*Written instruction*: List each row below that contains the string "rock", copying the row in full. Case counts.

*Extracted records*:
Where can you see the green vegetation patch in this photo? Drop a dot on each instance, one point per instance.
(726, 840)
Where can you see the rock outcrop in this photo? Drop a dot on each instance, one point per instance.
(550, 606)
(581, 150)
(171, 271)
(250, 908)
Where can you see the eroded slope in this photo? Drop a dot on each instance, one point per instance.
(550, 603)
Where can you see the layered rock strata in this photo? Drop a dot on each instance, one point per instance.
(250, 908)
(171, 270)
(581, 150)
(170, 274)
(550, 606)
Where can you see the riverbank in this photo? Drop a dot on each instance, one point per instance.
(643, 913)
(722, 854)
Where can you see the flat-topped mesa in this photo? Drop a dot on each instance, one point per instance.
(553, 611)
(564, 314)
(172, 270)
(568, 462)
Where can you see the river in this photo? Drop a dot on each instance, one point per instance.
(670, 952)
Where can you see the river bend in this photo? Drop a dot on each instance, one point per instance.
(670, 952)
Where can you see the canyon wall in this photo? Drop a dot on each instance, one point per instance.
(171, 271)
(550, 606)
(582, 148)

==

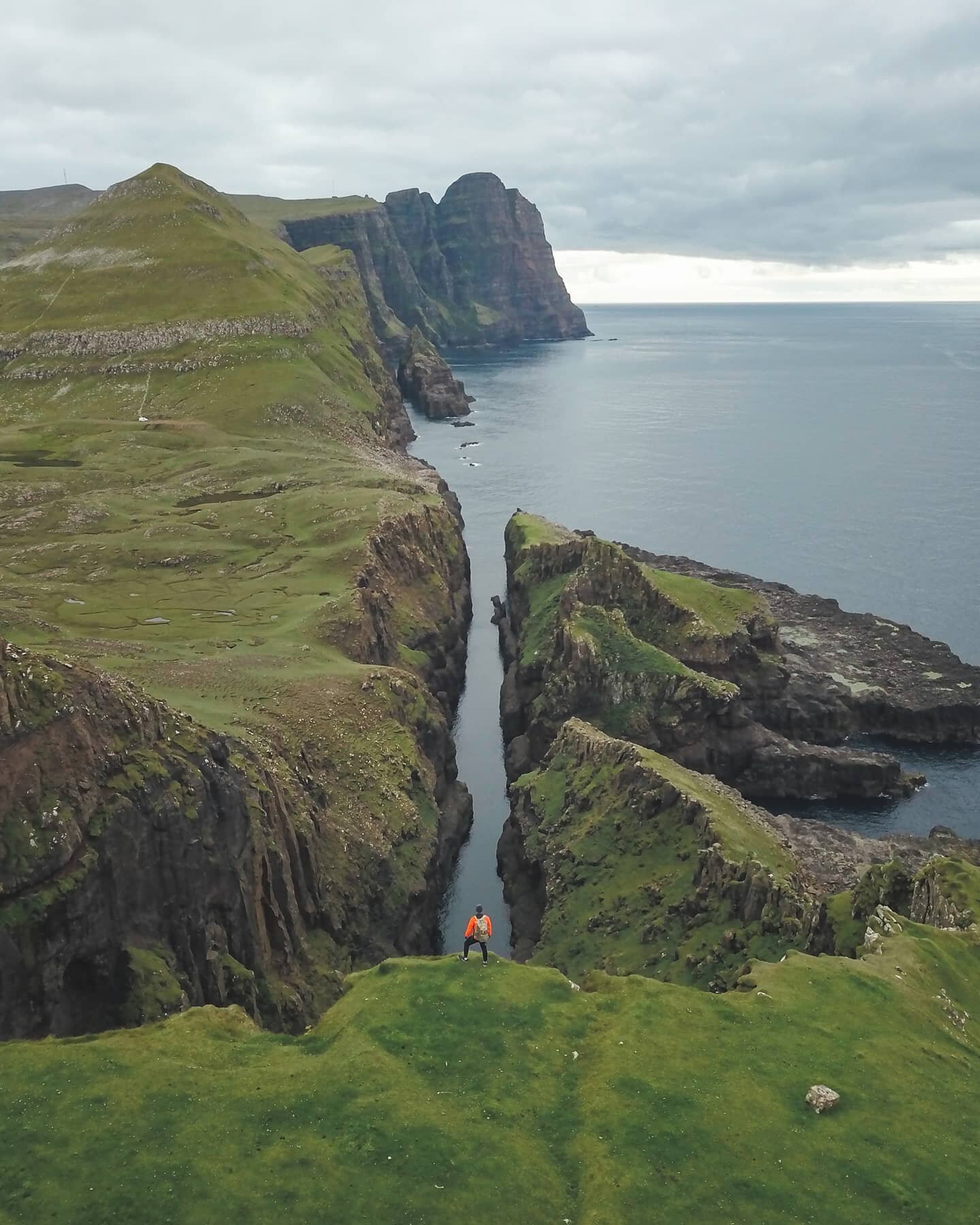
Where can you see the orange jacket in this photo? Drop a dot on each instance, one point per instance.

*Answer below*:
Where can you see the rock outcrop in this photo? Drop a dot on each instance, one point per instance.
Where can you see the layered rock strata in this photo? Drop a dot on each instance, one point per instance.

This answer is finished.